→ **Exercise material**:
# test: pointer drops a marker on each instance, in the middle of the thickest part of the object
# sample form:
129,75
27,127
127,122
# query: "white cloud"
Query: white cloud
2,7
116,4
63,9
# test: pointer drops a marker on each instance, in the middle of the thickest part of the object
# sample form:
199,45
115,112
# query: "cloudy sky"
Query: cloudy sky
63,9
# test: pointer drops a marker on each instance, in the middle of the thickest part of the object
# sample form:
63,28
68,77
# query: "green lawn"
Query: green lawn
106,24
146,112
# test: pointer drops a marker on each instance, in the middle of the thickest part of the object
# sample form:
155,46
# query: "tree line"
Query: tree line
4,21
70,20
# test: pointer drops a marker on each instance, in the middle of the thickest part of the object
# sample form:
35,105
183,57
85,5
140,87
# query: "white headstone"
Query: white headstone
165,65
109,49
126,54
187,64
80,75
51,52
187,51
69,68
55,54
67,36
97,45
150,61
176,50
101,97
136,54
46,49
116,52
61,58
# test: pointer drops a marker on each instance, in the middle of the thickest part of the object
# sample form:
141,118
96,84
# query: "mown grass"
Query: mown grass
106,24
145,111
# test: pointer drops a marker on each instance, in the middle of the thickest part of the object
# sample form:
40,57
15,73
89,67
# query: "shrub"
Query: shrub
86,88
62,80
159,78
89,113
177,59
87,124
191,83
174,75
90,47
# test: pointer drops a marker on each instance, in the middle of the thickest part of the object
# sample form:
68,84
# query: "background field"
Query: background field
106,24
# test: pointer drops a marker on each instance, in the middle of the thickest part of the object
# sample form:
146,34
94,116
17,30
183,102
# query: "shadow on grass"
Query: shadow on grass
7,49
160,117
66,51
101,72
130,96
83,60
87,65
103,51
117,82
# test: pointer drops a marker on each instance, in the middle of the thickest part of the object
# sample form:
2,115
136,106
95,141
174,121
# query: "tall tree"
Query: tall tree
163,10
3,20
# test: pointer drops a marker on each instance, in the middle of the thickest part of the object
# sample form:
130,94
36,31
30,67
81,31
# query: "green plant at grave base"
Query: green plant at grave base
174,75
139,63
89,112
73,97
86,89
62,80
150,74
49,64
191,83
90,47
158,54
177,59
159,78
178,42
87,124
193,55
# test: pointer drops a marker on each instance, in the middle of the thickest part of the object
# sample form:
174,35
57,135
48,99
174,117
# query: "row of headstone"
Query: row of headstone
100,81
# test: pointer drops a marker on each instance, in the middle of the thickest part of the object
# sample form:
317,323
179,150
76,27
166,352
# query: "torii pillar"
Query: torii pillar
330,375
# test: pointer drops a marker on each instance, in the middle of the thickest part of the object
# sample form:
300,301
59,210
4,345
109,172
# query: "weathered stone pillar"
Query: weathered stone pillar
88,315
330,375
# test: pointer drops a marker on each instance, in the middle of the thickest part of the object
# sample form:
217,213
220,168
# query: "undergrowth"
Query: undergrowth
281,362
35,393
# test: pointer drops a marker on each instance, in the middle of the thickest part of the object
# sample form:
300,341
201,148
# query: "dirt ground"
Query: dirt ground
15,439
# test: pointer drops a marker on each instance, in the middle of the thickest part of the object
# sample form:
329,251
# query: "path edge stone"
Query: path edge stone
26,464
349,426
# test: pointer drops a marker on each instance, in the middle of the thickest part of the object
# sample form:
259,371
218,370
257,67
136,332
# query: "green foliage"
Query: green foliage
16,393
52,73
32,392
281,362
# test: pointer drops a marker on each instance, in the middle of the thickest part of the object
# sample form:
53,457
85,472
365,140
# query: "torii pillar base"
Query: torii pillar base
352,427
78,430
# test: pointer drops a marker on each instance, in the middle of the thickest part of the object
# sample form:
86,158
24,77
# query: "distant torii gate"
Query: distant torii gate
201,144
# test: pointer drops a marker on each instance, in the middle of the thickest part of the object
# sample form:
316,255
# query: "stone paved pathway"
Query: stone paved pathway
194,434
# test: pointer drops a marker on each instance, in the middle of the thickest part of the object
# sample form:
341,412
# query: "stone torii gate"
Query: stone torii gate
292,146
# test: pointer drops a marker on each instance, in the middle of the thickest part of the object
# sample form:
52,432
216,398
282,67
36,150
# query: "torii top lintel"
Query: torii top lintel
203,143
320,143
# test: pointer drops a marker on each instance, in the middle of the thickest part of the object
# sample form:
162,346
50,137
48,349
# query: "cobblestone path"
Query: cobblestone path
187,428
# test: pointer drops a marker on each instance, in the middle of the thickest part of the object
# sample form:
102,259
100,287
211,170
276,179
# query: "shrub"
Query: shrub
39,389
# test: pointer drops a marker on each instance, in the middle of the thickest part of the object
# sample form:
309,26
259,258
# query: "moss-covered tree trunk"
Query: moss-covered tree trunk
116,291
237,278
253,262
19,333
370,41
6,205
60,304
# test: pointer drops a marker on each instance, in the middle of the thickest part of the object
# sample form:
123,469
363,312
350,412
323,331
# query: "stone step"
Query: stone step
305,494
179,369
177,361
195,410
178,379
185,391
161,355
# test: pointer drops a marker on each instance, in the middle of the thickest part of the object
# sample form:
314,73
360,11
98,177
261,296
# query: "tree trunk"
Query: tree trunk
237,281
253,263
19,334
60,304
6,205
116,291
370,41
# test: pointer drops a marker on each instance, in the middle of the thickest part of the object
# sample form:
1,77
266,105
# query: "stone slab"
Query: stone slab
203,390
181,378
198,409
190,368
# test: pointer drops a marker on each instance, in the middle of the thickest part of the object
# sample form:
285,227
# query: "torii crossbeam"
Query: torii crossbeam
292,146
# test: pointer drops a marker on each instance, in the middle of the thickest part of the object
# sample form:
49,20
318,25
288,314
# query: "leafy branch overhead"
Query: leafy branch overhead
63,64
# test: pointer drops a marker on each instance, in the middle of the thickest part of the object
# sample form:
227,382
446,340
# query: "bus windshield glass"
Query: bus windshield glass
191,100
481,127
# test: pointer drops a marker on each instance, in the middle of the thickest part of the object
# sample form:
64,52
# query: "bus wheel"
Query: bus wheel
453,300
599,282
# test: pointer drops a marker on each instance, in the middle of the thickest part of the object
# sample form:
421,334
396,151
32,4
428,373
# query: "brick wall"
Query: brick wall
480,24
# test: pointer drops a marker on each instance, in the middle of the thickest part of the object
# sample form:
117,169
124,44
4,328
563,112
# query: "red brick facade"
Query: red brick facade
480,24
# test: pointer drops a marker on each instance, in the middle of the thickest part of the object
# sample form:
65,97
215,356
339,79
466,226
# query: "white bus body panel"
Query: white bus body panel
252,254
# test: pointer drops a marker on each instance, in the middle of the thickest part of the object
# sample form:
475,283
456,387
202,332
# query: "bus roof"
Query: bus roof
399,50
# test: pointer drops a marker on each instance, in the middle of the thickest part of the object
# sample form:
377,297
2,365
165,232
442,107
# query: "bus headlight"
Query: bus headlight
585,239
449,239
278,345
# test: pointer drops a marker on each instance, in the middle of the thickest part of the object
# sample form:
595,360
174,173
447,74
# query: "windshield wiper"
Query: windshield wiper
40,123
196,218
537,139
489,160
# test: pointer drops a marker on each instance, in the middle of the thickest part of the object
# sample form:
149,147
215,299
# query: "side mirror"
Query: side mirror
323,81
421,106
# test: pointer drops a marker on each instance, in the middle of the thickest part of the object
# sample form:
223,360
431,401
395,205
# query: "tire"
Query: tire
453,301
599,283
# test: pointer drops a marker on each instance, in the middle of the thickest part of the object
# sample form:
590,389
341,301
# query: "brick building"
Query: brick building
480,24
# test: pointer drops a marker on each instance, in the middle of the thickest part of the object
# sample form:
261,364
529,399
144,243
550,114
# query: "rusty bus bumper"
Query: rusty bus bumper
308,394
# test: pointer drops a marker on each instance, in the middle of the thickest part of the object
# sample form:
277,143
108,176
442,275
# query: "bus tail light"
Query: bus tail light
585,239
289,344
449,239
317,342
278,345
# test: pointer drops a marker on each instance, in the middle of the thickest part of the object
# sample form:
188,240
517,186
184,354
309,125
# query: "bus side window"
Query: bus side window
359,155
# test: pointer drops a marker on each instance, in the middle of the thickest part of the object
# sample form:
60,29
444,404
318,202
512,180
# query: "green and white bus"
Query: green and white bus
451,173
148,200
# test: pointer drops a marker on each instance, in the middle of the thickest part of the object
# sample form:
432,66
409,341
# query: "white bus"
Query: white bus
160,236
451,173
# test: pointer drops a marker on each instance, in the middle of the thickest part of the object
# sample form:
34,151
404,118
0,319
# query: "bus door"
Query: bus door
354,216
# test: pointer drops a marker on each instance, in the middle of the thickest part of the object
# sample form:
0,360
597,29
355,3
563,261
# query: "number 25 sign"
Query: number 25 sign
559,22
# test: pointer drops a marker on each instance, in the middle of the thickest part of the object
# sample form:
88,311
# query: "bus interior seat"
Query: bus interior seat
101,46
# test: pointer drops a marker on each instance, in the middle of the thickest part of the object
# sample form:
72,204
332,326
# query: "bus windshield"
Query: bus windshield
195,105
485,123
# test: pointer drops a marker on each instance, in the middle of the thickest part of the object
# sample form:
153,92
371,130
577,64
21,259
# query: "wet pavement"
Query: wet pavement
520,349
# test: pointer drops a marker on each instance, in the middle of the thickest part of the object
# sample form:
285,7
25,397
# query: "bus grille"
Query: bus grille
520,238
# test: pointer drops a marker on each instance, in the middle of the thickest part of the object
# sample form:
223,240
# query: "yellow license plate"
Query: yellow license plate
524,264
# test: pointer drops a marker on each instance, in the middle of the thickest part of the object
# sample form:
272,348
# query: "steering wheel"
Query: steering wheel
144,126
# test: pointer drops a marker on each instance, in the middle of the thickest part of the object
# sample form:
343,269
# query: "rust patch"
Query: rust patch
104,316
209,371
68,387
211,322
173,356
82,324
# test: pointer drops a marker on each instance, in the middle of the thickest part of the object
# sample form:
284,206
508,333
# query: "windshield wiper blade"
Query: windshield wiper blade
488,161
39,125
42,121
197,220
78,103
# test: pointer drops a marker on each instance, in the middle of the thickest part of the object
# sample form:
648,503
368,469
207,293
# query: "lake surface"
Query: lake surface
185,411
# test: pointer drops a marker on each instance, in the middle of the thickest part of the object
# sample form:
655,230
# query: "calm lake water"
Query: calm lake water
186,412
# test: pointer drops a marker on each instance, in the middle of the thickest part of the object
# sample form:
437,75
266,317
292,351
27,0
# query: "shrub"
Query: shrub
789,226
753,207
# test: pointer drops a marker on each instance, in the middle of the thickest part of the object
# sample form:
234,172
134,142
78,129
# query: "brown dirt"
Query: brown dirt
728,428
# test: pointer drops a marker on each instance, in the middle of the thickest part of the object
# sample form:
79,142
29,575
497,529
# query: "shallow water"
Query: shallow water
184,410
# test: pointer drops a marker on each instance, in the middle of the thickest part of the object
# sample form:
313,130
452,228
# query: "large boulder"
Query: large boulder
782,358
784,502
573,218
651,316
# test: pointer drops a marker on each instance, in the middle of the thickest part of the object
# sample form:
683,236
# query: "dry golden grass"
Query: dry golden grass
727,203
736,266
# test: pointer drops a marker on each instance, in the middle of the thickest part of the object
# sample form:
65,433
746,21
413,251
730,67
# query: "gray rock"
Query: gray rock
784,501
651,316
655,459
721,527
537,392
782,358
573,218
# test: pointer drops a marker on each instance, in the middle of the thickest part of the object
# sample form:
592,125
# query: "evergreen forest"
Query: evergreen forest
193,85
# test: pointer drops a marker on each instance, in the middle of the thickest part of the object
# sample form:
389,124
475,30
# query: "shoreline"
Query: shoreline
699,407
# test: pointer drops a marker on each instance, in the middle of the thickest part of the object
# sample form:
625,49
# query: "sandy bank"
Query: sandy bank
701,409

→ **What the task asks**:
Collect every line of the listing above that contains the string "moss". Matching is case-sensitive.

→ **Completed exercise**:
# query: "moss-covered tree trunk"
Query: moss-covered tree trunk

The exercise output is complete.